*DATA FOR THE TASK*:
● ● ● ● ●

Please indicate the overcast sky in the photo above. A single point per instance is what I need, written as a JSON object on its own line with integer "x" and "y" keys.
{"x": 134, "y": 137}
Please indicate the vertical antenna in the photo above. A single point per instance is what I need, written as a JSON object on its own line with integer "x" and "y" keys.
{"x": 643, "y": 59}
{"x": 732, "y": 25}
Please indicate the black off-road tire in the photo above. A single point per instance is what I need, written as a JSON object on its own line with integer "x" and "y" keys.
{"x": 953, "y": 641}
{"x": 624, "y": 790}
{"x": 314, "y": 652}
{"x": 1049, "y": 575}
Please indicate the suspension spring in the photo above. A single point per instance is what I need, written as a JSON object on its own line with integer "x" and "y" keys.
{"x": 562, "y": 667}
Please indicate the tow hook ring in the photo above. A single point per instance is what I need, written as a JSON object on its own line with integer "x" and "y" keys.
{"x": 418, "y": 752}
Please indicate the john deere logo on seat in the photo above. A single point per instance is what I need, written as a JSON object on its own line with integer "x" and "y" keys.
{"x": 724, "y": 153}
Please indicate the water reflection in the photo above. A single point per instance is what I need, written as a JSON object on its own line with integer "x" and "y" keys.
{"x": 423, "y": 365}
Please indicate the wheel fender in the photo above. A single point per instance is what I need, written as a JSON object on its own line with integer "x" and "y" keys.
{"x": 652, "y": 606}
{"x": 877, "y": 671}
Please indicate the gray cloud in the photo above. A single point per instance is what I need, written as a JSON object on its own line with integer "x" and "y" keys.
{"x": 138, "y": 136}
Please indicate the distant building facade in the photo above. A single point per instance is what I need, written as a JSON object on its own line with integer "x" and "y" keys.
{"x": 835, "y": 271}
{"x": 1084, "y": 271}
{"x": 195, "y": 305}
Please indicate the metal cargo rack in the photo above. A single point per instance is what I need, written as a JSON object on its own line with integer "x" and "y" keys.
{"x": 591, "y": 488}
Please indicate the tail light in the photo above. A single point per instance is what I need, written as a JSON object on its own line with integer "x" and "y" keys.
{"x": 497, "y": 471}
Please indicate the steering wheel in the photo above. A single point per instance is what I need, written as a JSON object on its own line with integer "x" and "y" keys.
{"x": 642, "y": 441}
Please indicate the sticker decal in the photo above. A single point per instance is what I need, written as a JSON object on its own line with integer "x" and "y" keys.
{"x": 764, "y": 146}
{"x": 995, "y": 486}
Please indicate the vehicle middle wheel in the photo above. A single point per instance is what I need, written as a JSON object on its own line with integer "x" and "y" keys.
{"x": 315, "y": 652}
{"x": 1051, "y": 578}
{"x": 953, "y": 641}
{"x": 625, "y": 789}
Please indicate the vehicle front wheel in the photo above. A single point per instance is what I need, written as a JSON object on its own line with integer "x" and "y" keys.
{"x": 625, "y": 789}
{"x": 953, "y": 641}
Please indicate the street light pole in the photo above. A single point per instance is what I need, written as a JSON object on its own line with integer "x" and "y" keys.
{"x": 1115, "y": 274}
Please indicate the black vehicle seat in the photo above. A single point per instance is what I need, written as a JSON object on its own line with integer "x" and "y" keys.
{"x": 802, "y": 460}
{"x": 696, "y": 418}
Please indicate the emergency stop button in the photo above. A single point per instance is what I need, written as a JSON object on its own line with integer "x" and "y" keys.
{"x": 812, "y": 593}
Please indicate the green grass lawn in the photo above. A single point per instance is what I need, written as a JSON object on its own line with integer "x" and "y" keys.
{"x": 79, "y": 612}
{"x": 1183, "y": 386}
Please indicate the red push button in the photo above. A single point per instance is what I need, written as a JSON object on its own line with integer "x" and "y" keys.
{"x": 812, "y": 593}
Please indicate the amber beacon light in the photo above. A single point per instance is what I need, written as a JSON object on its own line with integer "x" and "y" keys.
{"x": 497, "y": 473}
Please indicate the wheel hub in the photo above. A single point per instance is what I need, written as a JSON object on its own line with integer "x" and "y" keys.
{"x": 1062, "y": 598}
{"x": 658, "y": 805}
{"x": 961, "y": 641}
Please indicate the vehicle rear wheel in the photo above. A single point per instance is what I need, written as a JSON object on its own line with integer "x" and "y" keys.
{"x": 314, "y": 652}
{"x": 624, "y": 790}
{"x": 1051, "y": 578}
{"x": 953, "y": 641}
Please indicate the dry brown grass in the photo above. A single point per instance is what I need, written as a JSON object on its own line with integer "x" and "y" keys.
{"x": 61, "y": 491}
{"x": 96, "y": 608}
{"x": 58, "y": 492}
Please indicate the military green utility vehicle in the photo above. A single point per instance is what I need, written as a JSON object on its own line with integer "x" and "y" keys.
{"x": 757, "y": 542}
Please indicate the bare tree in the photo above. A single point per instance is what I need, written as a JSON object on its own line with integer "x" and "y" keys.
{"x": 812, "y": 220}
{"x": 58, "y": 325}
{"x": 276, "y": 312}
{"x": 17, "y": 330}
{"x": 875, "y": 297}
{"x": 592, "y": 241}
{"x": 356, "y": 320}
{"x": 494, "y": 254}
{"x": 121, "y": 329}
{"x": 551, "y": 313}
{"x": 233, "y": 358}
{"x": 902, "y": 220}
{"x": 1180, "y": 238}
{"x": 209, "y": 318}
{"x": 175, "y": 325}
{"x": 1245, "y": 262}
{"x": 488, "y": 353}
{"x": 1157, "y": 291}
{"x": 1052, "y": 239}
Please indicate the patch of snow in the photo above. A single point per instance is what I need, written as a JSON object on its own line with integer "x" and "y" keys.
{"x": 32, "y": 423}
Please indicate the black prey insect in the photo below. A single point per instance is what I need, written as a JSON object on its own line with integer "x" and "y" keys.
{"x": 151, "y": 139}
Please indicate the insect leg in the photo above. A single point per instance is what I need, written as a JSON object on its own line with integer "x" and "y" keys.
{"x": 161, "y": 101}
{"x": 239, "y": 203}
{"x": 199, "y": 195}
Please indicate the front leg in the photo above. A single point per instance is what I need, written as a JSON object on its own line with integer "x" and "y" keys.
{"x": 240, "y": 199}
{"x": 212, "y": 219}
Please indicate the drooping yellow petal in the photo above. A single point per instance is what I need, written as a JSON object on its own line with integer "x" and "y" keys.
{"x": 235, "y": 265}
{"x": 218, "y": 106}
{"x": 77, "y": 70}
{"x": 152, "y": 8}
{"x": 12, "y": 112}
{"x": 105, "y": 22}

● ● ● ● ●

*TASK GOAL*: Each line of the material is to be returned precisely as written.

*THE COMPLETED TASK*:
Please indicate the overcast sky in the photo above. A single point per instance is what I need, written as a JSON object on its own line with integer "x" and "y" keys.
{"x": 134, "y": 137}
Please indicate the vertical antenna in the photo above. A single point per instance is what I need, written as a JSON object on its own line with integer "x" and "y" keys.
{"x": 643, "y": 59}
{"x": 732, "y": 25}
Please indicate the black off-road tire in the photo above. A single point per instance is what I need, written as a JSON object on its own line with integer "x" and "y" keys.
{"x": 953, "y": 641}
{"x": 624, "y": 790}
{"x": 314, "y": 652}
{"x": 1049, "y": 575}
Please indicate the suspension spring in the photo above. A single point per instance is what I need, written as a JSON object on its own line with integer "x" and "y" keys.
{"x": 562, "y": 667}
Please indicate the tow hook ring in the photo above. A single point per instance is what I need, written as a JSON object on its own line with integer "x" and "y" keys.
{"x": 418, "y": 752}
Please indicate the john deere logo on seat in the photo above. A single point per instance is what I need, written as a JSON object on its own line with integer "x" and "y" keys.
{"x": 724, "y": 153}
Please indicate the water reflection in the photo above. A single point per instance is what I need, written as a JSON object on its own line with integer "x" and "y" keys.
{"x": 423, "y": 365}
Please indicate the wheel fender in the photo above. A single point per instance is what I need, written as a JSON object on its own line with integer "x" and "y" keys.
{"x": 652, "y": 606}
{"x": 877, "y": 671}
Please indicate the gray cloud in the photo above. A single point per instance is what I need, written as a JSON object on its own line with integer "x" and "y" keys.
{"x": 138, "y": 136}
Please indicate the distant building facade in the photo above. A single point per instance is what I need, written as a JSON object on its own line with integer "x" and "y" keys.
{"x": 835, "y": 271}
{"x": 1084, "y": 271}
{"x": 195, "y": 305}
Please indicate the metal cargo rack in the photo above. A single point per instance is what I need, written as a JSON object on its own line with integer "x" and "y" keys.
{"x": 591, "y": 488}
Please indicate the tail light in the photo above. A single point per instance is what I need, written as a JSON object on its own line with integer "x" and "y" keys.
{"x": 497, "y": 471}
Please indicate the steering wheel in the photo above. A single point per instance is what I need, written as a JSON object on its own line with integer "x" and "y" keys.
{"x": 642, "y": 441}
Please indicate the sticker decal in the photo above. A single point per instance is what I need, written as a JSON object on its own line with integer "x" and "y" keys.
{"x": 764, "y": 146}
{"x": 995, "y": 486}
Please indicate the vehicle middle wheel in the photo above. A single point per instance is what I need, written as a JSON object on its own line with integer "x" and "y" keys.
{"x": 315, "y": 652}
{"x": 1051, "y": 578}
{"x": 953, "y": 641}
{"x": 625, "y": 789}
Please indicate the vehicle front wheel in the photo above. A single point per instance is what I need, written as a JSON object on its own line with integer "x" and "y" keys.
{"x": 625, "y": 789}
{"x": 953, "y": 641}
Please indicate the street light pole in the photo above. A single point per instance is what I need, written as a JSON object on its own line with integer "x" and "y" keys.
{"x": 1115, "y": 274}
Please indicate the black vehicle seat in the photo above. A single point per instance is what I need, written as a JSON object on its own line with integer "x" and "y" keys.
{"x": 802, "y": 460}
{"x": 696, "y": 418}
Please indicate the emergency stop button in the photo above. A single point per instance is what I need, written as a JSON object on its own line with integer "x" and "y" keys.
{"x": 812, "y": 593}
Please indicate the green grass lawn in the photo above. A single point per instance is what I need, written as a JSON object on its own line with integer "x" and "y" keys.
{"x": 79, "y": 612}
{"x": 1183, "y": 386}
Please indicate the red push button in the photo above. A single point per instance is what I need, written as a JSON object on its own line with integer "x" and "y" keys.
{"x": 812, "y": 593}
Please indicate the amber beacon light in the photo above. A single point per instance is what I need, written as a JSON object on its own line with integer "x" and "y" keys.
{"x": 497, "y": 473}
Please indicate the wheel hub in the photo above. A single point per instance is what I need, written as a JSON object on its own line with integer "x" and "y" keys.
{"x": 1062, "y": 598}
{"x": 658, "y": 805}
{"x": 961, "y": 641}
Please indicate the vehicle rear wheel in the photo above. A single point per instance is what I need, written as a JSON object on its own line with integer "x" and "y" keys.
{"x": 314, "y": 652}
{"x": 624, "y": 790}
{"x": 1051, "y": 578}
{"x": 953, "y": 641}
Please indicate the dry brown grass in the photo above. A single point per instance is what I need, written as a JSON object on its own line with integer "x" and "y" keys.
{"x": 61, "y": 491}
{"x": 96, "y": 608}
{"x": 58, "y": 492}
Please indicate the military green utility vehicle in the photo above. A single point per instance is what I need, written as a JSON object on its own line with integer "x" and "y" keys.
{"x": 757, "y": 542}
Please indicate the bare tree in the photo above. A single point per instance is what I need, written as a JSON object on its own line with integer "x" and "y" keys.
{"x": 812, "y": 220}
{"x": 58, "y": 325}
{"x": 276, "y": 312}
{"x": 17, "y": 330}
{"x": 875, "y": 297}
{"x": 592, "y": 241}
{"x": 356, "y": 320}
{"x": 494, "y": 254}
{"x": 121, "y": 329}
{"x": 551, "y": 313}
{"x": 233, "y": 358}
{"x": 902, "y": 220}
{"x": 1180, "y": 238}
{"x": 209, "y": 318}
{"x": 175, "y": 325}
{"x": 1245, "y": 262}
{"x": 488, "y": 353}
{"x": 1157, "y": 291}
{"x": 1052, "y": 239}
Please indicate the patch of snow in the photo above. A single point per instance is what I need, written as a JSON object on its own line with integer "x" and "y" keys.
{"x": 32, "y": 423}
Please indicate the black prey insect in the photo below. A single point per instance is what I need, written as a JSON object on its own line with integer "x" and "y" keys.
{"x": 151, "y": 139}
Please indicate the insect leg in the photo above. A single point per instance is what I need, written as a JSON object on its own line with integer "x" and "y" keys.
{"x": 161, "y": 101}
{"x": 239, "y": 203}
{"x": 199, "y": 195}
Please indicate the front leg in the photo above. A single point per instance is what I need, written as a JSON object on its own line with integer "x" and "y" keys.
{"x": 240, "y": 199}
{"x": 212, "y": 219}
Please indicate the drooping yellow petal in the photo above. A single point per instance is what I need, written as a JSON object on its own line with integer "x" and "y" keys.
{"x": 235, "y": 265}
{"x": 218, "y": 106}
{"x": 77, "y": 70}
{"x": 152, "y": 8}
{"x": 12, "y": 112}
{"x": 105, "y": 22}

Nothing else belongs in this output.